___ EXTRACTED RECORDS

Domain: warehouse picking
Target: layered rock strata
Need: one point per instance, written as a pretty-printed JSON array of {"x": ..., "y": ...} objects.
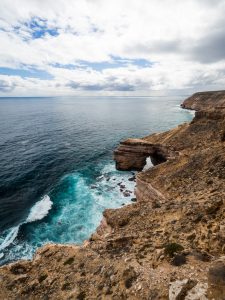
[
  {"x": 205, "y": 101},
  {"x": 170, "y": 244}
]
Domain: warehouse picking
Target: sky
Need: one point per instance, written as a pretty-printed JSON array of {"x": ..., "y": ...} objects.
[{"x": 111, "y": 47}]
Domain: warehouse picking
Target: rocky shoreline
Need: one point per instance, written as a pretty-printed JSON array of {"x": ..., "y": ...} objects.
[{"x": 170, "y": 244}]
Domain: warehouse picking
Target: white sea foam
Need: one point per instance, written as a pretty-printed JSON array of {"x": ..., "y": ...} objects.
[
  {"x": 37, "y": 212},
  {"x": 40, "y": 209},
  {"x": 10, "y": 237}
]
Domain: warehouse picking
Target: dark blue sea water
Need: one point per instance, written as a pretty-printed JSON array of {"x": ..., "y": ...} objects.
[{"x": 56, "y": 168}]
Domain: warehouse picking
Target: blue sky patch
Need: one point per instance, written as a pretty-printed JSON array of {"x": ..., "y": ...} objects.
[{"x": 38, "y": 28}]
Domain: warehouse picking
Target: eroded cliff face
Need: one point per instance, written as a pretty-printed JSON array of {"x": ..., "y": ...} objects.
[
  {"x": 170, "y": 244},
  {"x": 205, "y": 100}
]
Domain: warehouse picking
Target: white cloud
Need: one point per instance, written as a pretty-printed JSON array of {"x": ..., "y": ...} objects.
[{"x": 175, "y": 35}]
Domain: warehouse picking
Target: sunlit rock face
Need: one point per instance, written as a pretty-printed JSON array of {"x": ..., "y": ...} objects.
[{"x": 205, "y": 100}]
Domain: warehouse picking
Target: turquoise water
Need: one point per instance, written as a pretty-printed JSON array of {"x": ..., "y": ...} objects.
[{"x": 56, "y": 169}]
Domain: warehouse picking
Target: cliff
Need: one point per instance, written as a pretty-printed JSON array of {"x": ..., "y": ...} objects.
[
  {"x": 170, "y": 244},
  {"x": 205, "y": 101}
]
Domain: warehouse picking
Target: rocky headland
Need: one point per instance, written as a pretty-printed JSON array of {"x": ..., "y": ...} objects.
[{"x": 170, "y": 244}]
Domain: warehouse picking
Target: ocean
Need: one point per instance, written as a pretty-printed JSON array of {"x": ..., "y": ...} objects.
[{"x": 57, "y": 174}]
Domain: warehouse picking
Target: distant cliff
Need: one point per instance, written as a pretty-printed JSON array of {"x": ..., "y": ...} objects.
[
  {"x": 205, "y": 101},
  {"x": 168, "y": 244}
]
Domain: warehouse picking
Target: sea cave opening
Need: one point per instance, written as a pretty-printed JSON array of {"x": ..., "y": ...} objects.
[{"x": 157, "y": 158}]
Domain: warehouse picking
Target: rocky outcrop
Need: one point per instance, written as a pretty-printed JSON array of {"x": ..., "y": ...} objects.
[
  {"x": 169, "y": 244},
  {"x": 205, "y": 101},
  {"x": 132, "y": 154}
]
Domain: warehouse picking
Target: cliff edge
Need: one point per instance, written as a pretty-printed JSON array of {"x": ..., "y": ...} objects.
[
  {"x": 170, "y": 244},
  {"x": 205, "y": 101}
]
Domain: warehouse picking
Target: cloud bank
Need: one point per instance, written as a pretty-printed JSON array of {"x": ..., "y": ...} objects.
[{"x": 111, "y": 47}]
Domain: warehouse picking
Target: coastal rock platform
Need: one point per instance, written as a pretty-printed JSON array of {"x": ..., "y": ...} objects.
[{"x": 170, "y": 244}]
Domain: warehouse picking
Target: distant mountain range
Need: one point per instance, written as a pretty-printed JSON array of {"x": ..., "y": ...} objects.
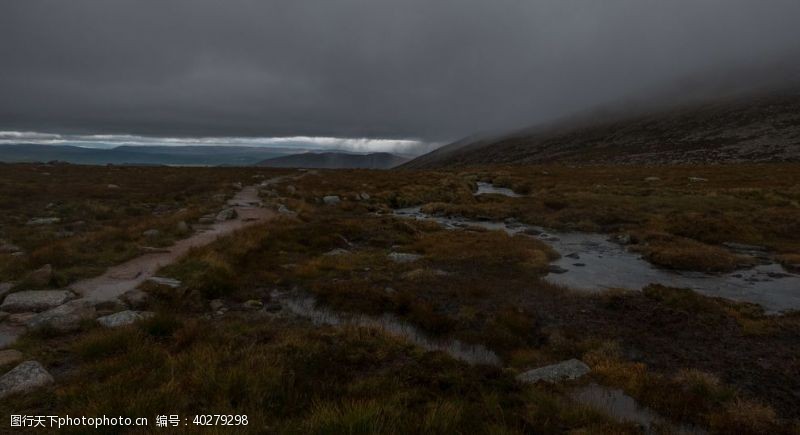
[
  {"x": 333, "y": 160},
  {"x": 753, "y": 128},
  {"x": 141, "y": 155}
]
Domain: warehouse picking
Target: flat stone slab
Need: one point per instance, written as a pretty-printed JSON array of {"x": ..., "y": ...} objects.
[
  {"x": 10, "y": 356},
  {"x": 169, "y": 282},
  {"x": 123, "y": 318},
  {"x": 23, "y": 378},
  {"x": 35, "y": 300},
  {"x": 565, "y": 370},
  {"x": 67, "y": 317},
  {"x": 401, "y": 257}
]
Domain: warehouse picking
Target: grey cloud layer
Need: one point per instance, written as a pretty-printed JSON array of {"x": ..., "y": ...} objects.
[{"x": 433, "y": 70}]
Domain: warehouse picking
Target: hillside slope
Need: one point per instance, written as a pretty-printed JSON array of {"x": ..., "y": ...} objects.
[
  {"x": 744, "y": 129},
  {"x": 334, "y": 160}
]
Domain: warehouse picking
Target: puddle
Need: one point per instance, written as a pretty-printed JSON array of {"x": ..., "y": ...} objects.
[
  {"x": 488, "y": 188},
  {"x": 624, "y": 408},
  {"x": 129, "y": 275},
  {"x": 589, "y": 261},
  {"x": 471, "y": 354}
]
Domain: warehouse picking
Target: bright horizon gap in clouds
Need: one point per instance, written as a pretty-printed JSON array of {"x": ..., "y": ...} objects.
[{"x": 301, "y": 143}]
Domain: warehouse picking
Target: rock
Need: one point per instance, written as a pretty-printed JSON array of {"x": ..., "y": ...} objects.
[
  {"x": 24, "y": 378},
  {"x": 123, "y": 318},
  {"x": 400, "y": 257},
  {"x": 336, "y": 252},
  {"x": 44, "y": 221},
  {"x": 565, "y": 370},
  {"x": 331, "y": 200},
  {"x": 226, "y": 215},
  {"x": 135, "y": 298},
  {"x": 623, "y": 239},
  {"x": 35, "y": 300},
  {"x": 10, "y": 356},
  {"x": 151, "y": 234},
  {"x": 67, "y": 317},
  {"x": 556, "y": 269},
  {"x": 273, "y": 307},
  {"x": 40, "y": 277},
  {"x": 253, "y": 304},
  {"x": 169, "y": 282},
  {"x": 8, "y": 248},
  {"x": 183, "y": 227}
]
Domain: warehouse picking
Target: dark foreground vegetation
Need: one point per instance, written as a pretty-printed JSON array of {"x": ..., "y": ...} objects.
[{"x": 224, "y": 341}]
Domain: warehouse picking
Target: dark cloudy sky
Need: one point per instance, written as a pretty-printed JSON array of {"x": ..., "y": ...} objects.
[{"x": 432, "y": 70}]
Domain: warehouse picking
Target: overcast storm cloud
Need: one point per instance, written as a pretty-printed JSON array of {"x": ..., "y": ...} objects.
[{"x": 412, "y": 69}]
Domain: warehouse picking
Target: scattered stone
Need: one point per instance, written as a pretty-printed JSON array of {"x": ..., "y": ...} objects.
[
  {"x": 135, "y": 298},
  {"x": 183, "y": 227},
  {"x": 8, "y": 248},
  {"x": 24, "y": 378},
  {"x": 623, "y": 239},
  {"x": 336, "y": 252},
  {"x": 151, "y": 234},
  {"x": 10, "y": 356},
  {"x": 253, "y": 304},
  {"x": 273, "y": 307},
  {"x": 331, "y": 200},
  {"x": 123, "y": 318},
  {"x": 565, "y": 370},
  {"x": 226, "y": 215},
  {"x": 40, "y": 277},
  {"x": 169, "y": 282},
  {"x": 35, "y": 300},
  {"x": 401, "y": 257},
  {"x": 67, "y": 317},
  {"x": 44, "y": 221}
]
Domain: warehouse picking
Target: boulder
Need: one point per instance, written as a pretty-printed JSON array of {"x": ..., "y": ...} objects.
[
  {"x": 10, "y": 356},
  {"x": 336, "y": 252},
  {"x": 183, "y": 227},
  {"x": 123, "y": 318},
  {"x": 151, "y": 234},
  {"x": 253, "y": 304},
  {"x": 135, "y": 298},
  {"x": 67, "y": 317},
  {"x": 226, "y": 215},
  {"x": 24, "y": 378},
  {"x": 331, "y": 200},
  {"x": 8, "y": 248},
  {"x": 169, "y": 282},
  {"x": 402, "y": 257},
  {"x": 44, "y": 221},
  {"x": 565, "y": 370},
  {"x": 40, "y": 277},
  {"x": 36, "y": 300}
]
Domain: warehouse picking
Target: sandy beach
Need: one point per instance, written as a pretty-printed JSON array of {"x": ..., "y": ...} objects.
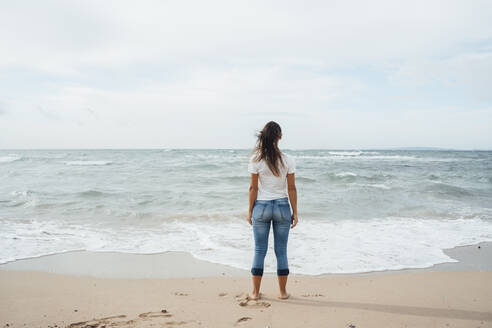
[{"x": 210, "y": 295}]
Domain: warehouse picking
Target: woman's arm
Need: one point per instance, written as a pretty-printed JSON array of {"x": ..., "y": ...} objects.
[
  {"x": 253, "y": 193},
  {"x": 291, "y": 186}
]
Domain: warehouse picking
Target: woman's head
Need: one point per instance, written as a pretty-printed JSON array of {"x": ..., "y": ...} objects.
[{"x": 267, "y": 146}]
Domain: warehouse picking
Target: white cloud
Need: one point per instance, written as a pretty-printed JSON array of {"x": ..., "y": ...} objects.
[{"x": 206, "y": 74}]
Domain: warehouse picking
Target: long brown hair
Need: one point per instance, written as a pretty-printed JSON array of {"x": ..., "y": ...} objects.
[{"x": 267, "y": 146}]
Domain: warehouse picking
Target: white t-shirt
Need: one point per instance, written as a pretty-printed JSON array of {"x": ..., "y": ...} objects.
[{"x": 269, "y": 185}]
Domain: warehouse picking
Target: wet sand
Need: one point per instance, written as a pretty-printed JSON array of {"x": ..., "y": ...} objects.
[{"x": 111, "y": 292}]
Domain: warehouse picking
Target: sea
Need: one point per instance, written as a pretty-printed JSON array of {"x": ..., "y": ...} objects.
[{"x": 359, "y": 210}]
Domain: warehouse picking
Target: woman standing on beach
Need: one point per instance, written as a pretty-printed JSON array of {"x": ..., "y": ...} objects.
[{"x": 272, "y": 185}]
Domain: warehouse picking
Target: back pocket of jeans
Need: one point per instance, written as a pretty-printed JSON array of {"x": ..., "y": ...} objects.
[
  {"x": 285, "y": 211},
  {"x": 258, "y": 210}
]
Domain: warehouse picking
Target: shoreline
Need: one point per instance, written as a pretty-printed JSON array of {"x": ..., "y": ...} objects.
[
  {"x": 174, "y": 289},
  {"x": 109, "y": 264}
]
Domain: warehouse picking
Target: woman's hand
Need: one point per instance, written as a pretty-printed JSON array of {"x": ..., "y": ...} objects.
[{"x": 294, "y": 220}]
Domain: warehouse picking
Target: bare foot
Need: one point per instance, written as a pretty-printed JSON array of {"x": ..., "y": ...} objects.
[
  {"x": 254, "y": 296},
  {"x": 284, "y": 296}
]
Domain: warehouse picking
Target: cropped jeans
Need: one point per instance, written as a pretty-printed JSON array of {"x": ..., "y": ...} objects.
[{"x": 275, "y": 212}]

______

• WRITTEN TASK:
Which lines in the data above contain the string "jeans"? Return every such line in full, treating case as significant.

• EXERCISE SOLUTION:
Target: back pocket of jeans
Target: cropped jeans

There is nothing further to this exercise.